(Excerpts from point annotation data)

—————

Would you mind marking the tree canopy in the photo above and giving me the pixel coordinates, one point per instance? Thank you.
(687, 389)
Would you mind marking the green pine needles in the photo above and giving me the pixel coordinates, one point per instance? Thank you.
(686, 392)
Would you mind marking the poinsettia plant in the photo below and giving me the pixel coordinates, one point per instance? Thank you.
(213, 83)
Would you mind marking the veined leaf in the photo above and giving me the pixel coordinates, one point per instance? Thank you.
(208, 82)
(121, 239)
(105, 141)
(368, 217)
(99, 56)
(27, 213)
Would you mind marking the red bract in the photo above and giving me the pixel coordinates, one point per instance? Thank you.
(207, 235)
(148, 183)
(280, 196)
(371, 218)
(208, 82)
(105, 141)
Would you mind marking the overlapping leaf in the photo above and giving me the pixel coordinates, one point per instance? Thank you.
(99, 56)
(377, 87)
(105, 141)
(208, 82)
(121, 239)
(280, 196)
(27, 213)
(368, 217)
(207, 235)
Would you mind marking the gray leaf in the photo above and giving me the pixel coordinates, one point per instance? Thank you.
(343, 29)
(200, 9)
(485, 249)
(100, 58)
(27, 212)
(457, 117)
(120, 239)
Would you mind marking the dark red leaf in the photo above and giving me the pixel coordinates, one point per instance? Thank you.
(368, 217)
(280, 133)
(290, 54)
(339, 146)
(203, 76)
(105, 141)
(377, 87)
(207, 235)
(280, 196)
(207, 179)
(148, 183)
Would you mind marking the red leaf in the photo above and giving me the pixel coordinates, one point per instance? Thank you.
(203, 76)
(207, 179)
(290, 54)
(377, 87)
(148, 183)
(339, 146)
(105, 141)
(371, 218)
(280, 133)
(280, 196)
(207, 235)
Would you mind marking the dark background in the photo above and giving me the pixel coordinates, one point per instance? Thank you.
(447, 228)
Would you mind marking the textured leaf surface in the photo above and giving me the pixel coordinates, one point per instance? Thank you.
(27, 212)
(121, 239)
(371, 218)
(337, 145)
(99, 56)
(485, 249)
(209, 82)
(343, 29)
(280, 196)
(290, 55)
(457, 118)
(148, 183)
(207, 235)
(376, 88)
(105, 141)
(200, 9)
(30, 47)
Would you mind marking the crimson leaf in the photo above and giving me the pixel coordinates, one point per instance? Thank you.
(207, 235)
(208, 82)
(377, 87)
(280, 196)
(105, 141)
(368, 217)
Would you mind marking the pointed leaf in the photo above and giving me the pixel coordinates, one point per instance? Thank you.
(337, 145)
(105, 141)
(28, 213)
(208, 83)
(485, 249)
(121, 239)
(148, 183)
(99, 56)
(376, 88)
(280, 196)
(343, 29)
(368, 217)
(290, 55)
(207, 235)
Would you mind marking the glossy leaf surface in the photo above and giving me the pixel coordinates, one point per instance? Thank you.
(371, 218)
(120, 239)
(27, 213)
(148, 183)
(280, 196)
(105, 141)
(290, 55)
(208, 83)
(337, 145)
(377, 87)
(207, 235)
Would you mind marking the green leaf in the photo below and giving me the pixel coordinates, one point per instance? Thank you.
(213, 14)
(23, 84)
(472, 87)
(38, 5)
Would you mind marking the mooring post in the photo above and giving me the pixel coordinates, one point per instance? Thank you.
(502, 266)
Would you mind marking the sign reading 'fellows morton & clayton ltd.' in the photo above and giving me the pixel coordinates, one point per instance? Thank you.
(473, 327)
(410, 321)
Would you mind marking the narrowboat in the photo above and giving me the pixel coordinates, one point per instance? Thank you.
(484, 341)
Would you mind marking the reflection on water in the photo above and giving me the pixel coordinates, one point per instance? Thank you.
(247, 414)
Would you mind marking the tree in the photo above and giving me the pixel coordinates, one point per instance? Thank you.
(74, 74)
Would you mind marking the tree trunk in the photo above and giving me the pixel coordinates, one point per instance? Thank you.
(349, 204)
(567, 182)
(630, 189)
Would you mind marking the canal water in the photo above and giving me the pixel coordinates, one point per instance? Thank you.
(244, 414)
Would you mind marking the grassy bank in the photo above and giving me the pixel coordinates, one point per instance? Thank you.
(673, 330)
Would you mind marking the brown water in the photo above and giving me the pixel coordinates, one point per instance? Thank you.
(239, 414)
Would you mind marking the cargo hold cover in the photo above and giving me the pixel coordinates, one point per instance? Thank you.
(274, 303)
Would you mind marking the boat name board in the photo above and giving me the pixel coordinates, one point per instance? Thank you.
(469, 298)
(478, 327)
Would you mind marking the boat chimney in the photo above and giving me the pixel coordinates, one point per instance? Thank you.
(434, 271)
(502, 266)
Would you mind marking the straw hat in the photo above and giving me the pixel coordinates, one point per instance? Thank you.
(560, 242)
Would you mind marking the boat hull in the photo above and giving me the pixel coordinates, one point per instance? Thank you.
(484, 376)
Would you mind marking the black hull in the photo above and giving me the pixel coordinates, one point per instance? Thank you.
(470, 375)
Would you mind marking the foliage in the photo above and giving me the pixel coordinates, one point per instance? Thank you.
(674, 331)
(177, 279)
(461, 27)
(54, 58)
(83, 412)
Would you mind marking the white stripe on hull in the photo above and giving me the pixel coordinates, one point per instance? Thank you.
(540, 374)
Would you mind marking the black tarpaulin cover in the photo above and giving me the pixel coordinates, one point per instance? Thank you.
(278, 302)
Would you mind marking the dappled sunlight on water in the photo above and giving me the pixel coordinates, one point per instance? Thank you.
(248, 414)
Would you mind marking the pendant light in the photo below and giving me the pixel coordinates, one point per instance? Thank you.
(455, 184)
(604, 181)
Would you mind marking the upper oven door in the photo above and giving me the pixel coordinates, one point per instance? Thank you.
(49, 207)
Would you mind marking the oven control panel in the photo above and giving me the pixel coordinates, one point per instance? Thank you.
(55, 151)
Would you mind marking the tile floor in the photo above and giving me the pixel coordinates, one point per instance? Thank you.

—————

◆ AIM
Give back exactly the lines beginning at the one with "Would you mind marking the black hull" and ending at the final line of the material; both boundary lines belong in it.

◆ SOLUTION TO THIS EXERCISE
Would you mind marking the black hull in the photo above and giving me the pixel coordinates, one point per instance? Thank you.
(470, 375)
Would you mind marking the foliage in the photo above and giving me the pixel coordinates, one point per instance? Thank you.
(674, 331)
(177, 279)
(461, 27)
(54, 58)
(83, 412)
Would you mind marking the white stripe on hull in the photo above and giving me the pixel coordinates, one point per instance? Thank you.
(540, 374)
Would you mind marking the black tarpaulin cover in the photo above and giving me the pixel coordinates, one point per instance? Thank you.
(278, 302)
Would you mind marking the dappled sunlight on water in the photo above and giving me the pixel coordinates, one point per instance? Thank you.
(248, 414)
Would you mind marking the pendant light in the photo below and giving me the pixel coordinates, one point per instance? Thank you.
(455, 184)
(604, 181)
Would you mind marking the upper oven door in the photo above and giving me the pixel coordinates, one point per instance? Thank you.
(49, 207)
Would you mind marking the oven control panel in the photo above and giving me the pixel coordinates, one point per instance? Thank you.
(55, 151)
Would you mind marking the tile floor in the photo above and giving me the pixel coordinates, one point per instance? Thank you.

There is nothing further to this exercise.